**What needs to be done:** Could each entry be returned exactly as it appears?

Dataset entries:

═══

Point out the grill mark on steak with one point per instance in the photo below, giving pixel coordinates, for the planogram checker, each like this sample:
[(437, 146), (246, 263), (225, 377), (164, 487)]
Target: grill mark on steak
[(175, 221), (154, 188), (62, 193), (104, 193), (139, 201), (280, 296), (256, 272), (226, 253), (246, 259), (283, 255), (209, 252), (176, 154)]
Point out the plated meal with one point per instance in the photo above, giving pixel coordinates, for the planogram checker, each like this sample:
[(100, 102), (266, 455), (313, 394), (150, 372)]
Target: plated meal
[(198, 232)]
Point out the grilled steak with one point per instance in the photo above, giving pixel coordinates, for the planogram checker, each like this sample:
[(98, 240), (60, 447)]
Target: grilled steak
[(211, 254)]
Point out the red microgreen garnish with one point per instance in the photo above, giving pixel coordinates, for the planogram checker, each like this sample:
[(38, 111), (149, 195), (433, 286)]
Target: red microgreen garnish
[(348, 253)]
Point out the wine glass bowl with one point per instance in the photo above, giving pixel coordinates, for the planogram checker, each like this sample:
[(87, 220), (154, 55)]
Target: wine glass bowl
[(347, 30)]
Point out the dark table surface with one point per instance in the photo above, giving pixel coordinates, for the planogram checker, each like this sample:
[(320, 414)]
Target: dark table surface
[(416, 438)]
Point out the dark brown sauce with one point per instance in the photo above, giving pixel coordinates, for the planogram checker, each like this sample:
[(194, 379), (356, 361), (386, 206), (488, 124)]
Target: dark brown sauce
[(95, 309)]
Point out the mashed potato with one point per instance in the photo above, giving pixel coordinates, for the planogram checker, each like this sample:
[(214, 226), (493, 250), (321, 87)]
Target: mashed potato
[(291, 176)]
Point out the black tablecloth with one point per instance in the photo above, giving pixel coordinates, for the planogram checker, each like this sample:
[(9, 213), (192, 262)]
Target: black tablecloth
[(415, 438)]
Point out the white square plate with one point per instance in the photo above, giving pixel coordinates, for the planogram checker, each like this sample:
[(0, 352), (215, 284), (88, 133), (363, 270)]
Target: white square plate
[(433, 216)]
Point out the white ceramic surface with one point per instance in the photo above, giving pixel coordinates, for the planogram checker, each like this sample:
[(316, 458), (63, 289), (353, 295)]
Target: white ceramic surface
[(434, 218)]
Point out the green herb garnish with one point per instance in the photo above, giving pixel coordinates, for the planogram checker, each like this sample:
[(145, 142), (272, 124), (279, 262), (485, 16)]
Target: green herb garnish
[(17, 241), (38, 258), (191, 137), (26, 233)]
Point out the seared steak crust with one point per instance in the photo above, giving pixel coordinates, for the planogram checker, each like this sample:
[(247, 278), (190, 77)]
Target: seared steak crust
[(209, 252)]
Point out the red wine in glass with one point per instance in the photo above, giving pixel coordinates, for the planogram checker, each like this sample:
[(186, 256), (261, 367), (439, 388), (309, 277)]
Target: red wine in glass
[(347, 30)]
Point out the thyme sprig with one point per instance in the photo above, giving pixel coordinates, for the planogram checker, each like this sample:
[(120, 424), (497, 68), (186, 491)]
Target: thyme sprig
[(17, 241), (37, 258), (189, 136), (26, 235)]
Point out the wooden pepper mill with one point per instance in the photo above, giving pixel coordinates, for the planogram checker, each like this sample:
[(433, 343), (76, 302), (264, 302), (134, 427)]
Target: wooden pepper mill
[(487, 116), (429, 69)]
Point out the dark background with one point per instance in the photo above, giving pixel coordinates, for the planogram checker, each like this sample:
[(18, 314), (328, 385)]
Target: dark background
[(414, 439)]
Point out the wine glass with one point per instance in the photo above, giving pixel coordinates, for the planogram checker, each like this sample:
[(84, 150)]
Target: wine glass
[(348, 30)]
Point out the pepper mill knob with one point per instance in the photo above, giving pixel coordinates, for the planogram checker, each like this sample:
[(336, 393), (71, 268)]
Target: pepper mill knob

═══

**Output below:**
Point out the grill mark on steak with one point per instance in the photo below, giving pixel coordinates, for the planogram checker, each like this sample:
[(437, 146), (246, 263), (225, 377), (164, 487)]
Target: grill mark on steak
[(175, 221), (154, 188), (62, 193), (104, 193), (139, 201), (280, 296), (256, 272), (226, 253), (246, 259), (283, 255), (209, 252), (176, 154)]
Point out the plated meal with one point per instance in the photo above, giving pixel coordinates, for the planogram checker, each like this sample:
[(100, 102), (266, 455), (313, 394), (150, 372)]
Target: plated meal
[(198, 232)]
Point out the grilled steak with one point per instance in the photo above, giving pixel coordinates, for the planogram checker, each like this sample:
[(98, 240), (60, 447)]
Target: grilled steak
[(211, 254)]
Point out the red microgreen garnish with one point per instance in the photo above, giving pixel coordinates, for the planogram checker, each like this sample:
[(38, 111), (149, 195), (433, 286)]
Target: red microgreen garnish
[(348, 253)]
Point out the wine glass bowl with one point per instance in the photo above, giving pixel coordinates, for the planogram checker, each like this sample:
[(87, 220), (154, 55)]
Target: wine glass bowl
[(347, 30)]
Point out the dark table surface with one point per instance in the photo above, giving pixel coordinates, for the planogram checker, each like this sample:
[(320, 414)]
Target: dark table surface
[(416, 438)]
Point out the dark brown sauce with one point per instance in the photo above, giving pixel coordinates, for the planogram checker, each like this sample:
[(194, 379), (356, 361), (386, 206), (488, 124)]
Target: dark brown sauce
[(95, 309)]
Point out the mashed potato with one point per instance in the photo above, giving pixel coordinates, for the planogram checker, each like this sample:
[(214, 226), (493, 250), (321, 87)]
Target: mashed potato
[(291, 176)]
Point out the black tablecloth with one point per instance in the photo above, giving pixel coordinates, for the planogram checker, each like this sample:
[(9, 213), (192, 262)]
Target: black tablecloth
[(415, 438)]
Point out the white square plate with one point per instance in the photo above, giving pixel coordinates, for the planogram checker, each like this sample:
[(0, 352), (215, 284), (88, 133), (363, 270)]
Target: white square plate
[(433, 216)]
Point out the white ceramic surface with one point per instance in the photo above, giving pixel coordinates, for the planogram checker, each like this sample:
[(316, 458), (63, 289), (353, 295)]
Target: white ceramic surface
[(434, 218)]
Point out the green herb garnish with one point per instance in the photo above, giving pixel coordinates, for the planogram checker, each like this sample:
[(145, 142), (272, 124), (279, 262), (485, 16)]
Target: green herb garnish
[(17, 241), (38, 258), (191, 137), (26, 233)]
Point out the seared steak crust with one point per instance in the photo above, giving pixel coordinates, for the planogram checker, each like this sample:
[(247, 278), (190, 77)]
Target: seared steak crust
[(209, 252)]
Point out the red wine in glass with one point per instance in the photo above, giving pixel coordinates, for the planogram checker, each like this sample:
[(186, 256), (261, 367), (439, 388), (309, 277)]
Target: red wine in glass
[(347, 30)]
Point out the thyme sprig with one point per instance in the photo above, giving pixel coordinates, for the planogram checker, each like this sample:
[(120, 424), (497, 68), (186, 491)]
Target: thyme sprig
[(17, 241), (37, 258), (189, 136), (26, 235)]
Point out the wooden pepper mill with one point per instance in the photo above, giving pixel coordinates, for the planogram checker, each like this sample:
[(433, 343), (76, 302), (264, 302), (134, 427)]
Target: wooden pepper mill
[(487, 116), (429, 69)]
Point out the dark background with one point per instance in the photo above, giving pixel coordinates, for the planogram checker, each like this sample:
[(18, 314), (328, 385)]
Target: dark background
[(414, 439)]
Point out the wine glass with one point per instance in the photo above, giving pixel coordinates, for the planogram checker, each like this sample:
[(84, 150)]
Target: wine glass
[(348, 30)]
Point out the pepper mill knob with one point per instance in the photo above, giving pixel coordinates, for the planogram checker, each like this sample:
[(336, 393), (71, 268)]
Target: pepper mill knob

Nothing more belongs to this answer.